**Exercise task:** List every line of the material below that contains the string "cheek", copying each line in full. Treat the match as case-sensitive.

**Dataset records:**

'''

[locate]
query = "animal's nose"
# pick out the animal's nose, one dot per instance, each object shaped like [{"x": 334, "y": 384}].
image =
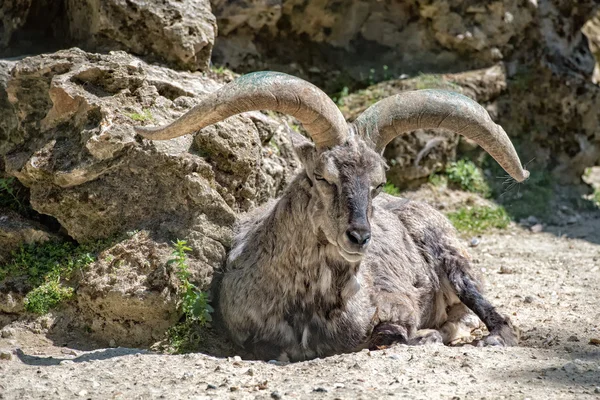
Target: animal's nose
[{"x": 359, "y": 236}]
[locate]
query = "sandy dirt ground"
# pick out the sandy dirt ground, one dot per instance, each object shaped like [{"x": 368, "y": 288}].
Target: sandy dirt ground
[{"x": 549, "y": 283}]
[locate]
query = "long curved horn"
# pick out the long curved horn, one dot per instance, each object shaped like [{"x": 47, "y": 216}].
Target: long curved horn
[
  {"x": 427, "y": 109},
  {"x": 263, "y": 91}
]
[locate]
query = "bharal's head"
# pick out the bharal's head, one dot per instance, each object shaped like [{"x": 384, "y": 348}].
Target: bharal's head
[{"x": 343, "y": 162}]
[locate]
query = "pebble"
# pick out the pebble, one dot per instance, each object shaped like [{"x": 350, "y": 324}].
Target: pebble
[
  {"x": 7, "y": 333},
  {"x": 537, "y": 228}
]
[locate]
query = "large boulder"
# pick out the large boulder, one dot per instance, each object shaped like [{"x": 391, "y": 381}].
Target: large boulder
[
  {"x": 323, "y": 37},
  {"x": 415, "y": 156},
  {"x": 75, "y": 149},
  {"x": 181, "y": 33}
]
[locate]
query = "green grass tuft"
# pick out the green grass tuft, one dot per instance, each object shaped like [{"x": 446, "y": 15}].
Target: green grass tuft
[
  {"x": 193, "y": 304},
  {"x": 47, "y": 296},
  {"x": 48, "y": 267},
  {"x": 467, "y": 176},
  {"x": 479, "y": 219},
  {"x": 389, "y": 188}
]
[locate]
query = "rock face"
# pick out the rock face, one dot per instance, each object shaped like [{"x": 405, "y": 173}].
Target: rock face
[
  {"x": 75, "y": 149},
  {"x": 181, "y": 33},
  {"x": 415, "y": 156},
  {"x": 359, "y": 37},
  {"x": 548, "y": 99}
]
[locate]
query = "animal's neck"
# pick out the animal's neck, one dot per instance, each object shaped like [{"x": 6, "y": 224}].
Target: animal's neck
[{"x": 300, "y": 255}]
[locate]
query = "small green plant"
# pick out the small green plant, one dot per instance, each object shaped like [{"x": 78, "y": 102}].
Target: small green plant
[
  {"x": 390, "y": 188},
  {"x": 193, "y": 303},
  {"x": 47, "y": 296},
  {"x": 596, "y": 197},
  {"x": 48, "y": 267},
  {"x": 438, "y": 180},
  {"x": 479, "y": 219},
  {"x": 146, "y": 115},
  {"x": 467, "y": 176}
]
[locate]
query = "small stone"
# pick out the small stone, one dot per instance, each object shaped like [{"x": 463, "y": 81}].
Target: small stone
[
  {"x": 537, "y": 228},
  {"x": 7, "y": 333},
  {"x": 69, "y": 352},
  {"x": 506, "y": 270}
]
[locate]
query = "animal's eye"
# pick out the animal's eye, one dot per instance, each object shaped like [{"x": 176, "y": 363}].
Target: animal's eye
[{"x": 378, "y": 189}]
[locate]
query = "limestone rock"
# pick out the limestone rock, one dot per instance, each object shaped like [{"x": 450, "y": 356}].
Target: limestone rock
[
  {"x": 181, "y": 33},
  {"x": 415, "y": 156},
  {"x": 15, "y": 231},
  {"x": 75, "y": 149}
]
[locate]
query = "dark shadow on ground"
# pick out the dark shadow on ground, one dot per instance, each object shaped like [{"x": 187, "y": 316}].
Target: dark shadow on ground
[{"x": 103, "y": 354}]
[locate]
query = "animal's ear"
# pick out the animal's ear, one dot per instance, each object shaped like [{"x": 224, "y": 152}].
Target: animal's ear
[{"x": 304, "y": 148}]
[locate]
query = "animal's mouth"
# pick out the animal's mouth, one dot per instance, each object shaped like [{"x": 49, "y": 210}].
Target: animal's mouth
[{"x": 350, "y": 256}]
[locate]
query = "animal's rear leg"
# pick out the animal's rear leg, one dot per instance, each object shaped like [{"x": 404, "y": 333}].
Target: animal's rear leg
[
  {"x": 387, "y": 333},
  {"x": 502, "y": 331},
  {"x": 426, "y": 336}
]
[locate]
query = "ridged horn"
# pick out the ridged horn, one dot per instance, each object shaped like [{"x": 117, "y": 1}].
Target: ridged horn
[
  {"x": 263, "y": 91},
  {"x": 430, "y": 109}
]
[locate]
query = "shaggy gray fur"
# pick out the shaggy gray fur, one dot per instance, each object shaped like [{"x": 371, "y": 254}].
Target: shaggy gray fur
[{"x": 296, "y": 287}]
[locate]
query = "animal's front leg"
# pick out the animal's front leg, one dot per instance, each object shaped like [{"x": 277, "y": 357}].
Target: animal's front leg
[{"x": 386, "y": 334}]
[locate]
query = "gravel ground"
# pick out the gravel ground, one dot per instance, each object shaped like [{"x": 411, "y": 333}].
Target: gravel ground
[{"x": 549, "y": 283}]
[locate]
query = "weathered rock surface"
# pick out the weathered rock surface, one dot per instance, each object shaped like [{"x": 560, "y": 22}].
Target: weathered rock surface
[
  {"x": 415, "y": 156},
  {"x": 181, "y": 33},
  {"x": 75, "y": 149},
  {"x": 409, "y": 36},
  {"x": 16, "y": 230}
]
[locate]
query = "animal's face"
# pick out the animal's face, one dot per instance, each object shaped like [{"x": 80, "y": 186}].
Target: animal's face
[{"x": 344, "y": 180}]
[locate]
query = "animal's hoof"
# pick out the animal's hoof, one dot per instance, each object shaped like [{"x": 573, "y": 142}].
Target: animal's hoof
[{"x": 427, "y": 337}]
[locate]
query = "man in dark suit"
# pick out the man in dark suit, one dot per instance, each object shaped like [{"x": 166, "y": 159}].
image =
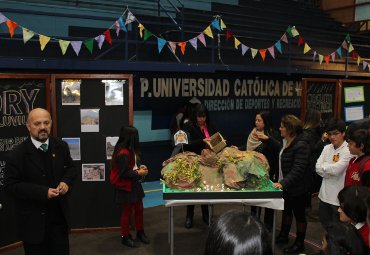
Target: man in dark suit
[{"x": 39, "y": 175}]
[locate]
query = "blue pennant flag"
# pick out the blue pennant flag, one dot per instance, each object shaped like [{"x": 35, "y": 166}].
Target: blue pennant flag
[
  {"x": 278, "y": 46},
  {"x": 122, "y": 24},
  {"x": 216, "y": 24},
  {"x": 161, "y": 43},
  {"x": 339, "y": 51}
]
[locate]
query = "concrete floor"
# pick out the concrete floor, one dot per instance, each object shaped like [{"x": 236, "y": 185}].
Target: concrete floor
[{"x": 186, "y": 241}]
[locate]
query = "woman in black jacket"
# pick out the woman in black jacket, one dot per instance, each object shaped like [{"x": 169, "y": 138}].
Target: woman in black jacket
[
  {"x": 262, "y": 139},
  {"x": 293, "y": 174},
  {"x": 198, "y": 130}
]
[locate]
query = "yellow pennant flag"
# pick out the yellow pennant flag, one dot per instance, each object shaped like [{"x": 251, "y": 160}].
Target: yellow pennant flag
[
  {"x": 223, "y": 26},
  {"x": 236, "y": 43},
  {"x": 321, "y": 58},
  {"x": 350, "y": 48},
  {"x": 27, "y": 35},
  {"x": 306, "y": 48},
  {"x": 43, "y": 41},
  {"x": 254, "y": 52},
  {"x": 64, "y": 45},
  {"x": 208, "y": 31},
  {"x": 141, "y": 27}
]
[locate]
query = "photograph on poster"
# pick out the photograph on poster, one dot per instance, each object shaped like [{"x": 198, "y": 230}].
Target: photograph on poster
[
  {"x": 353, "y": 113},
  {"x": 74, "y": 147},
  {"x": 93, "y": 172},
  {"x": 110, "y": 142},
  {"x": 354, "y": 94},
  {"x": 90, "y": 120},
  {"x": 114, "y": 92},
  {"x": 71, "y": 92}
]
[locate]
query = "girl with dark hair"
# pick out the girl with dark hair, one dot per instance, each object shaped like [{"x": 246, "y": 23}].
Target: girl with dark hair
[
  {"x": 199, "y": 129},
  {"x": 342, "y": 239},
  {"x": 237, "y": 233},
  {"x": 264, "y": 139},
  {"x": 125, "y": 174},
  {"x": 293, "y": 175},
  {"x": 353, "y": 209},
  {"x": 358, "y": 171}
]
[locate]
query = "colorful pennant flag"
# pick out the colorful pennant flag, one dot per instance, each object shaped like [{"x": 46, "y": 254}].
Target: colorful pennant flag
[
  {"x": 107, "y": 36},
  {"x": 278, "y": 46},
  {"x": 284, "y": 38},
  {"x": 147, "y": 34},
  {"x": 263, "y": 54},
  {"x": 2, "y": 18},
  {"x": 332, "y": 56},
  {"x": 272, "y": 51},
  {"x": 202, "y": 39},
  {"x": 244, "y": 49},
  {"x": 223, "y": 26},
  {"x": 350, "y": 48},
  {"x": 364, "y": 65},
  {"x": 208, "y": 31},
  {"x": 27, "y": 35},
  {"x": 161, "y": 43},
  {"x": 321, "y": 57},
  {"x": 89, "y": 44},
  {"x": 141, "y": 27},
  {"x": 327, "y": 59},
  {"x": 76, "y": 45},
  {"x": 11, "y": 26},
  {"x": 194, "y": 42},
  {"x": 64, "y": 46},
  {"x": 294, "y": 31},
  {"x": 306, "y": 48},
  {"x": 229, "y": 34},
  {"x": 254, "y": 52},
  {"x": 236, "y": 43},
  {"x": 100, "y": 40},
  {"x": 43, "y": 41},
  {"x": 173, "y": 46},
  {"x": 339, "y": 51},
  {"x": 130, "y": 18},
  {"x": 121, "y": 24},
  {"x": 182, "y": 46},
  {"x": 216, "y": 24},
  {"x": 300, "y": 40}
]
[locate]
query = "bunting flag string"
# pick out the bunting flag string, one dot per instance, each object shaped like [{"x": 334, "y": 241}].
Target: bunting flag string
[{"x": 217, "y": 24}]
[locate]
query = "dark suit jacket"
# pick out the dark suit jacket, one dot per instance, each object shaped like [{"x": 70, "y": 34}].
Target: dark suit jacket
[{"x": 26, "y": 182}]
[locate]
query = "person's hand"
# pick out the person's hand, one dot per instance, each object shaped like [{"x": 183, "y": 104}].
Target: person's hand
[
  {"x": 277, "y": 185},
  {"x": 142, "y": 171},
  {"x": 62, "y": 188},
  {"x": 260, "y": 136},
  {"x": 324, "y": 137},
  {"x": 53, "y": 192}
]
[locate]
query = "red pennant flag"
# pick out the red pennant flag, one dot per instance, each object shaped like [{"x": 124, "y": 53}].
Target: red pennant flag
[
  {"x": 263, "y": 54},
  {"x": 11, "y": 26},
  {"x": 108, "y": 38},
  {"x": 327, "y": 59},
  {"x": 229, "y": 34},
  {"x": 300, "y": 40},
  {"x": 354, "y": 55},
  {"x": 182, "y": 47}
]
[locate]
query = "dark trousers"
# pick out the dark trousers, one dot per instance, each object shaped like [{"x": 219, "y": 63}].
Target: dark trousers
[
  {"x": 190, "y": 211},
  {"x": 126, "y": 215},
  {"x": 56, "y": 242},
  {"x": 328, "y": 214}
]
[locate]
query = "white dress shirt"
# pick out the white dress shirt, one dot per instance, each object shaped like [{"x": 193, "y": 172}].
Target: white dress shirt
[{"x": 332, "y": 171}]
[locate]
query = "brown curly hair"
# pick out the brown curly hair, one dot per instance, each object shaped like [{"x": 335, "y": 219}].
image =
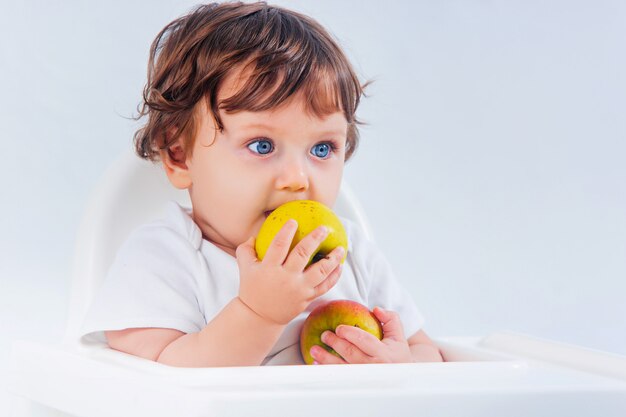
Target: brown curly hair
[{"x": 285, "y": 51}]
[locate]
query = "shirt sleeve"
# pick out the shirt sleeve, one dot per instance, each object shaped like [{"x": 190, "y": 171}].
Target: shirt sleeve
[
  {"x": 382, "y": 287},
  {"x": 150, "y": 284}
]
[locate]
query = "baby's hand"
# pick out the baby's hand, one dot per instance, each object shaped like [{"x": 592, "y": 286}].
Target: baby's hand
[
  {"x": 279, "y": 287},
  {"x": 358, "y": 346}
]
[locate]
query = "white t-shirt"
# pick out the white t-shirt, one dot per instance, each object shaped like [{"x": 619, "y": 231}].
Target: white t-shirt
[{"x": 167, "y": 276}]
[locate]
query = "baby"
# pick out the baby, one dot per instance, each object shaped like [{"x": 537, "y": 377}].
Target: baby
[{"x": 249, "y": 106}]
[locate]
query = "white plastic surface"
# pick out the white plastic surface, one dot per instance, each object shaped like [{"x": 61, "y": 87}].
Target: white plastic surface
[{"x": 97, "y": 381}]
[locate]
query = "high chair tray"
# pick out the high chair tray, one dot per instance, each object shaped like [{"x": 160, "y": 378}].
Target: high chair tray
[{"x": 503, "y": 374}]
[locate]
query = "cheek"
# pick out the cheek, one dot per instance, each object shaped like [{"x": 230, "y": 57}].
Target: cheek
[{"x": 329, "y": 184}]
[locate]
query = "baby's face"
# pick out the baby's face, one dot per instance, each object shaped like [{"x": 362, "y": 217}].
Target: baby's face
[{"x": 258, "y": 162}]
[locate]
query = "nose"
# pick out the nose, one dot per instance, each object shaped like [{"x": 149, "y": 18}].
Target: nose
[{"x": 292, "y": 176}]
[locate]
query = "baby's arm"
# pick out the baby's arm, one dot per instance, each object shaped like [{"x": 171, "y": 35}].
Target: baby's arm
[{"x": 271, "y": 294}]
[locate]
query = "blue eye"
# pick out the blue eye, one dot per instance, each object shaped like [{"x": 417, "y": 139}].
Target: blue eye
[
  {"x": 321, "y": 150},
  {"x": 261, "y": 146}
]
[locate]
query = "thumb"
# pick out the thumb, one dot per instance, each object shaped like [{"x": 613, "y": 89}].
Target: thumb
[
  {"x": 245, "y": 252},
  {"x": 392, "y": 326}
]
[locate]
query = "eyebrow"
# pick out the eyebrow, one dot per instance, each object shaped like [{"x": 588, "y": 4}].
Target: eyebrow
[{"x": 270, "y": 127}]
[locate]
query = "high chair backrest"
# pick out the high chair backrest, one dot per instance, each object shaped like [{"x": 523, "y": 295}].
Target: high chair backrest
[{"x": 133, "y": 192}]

'''

**Reply:**
query = "cheek"
# pick out the cheek, one dot per instance, each object shaped like [{"x": 230, "y": 57}].
Target: cheek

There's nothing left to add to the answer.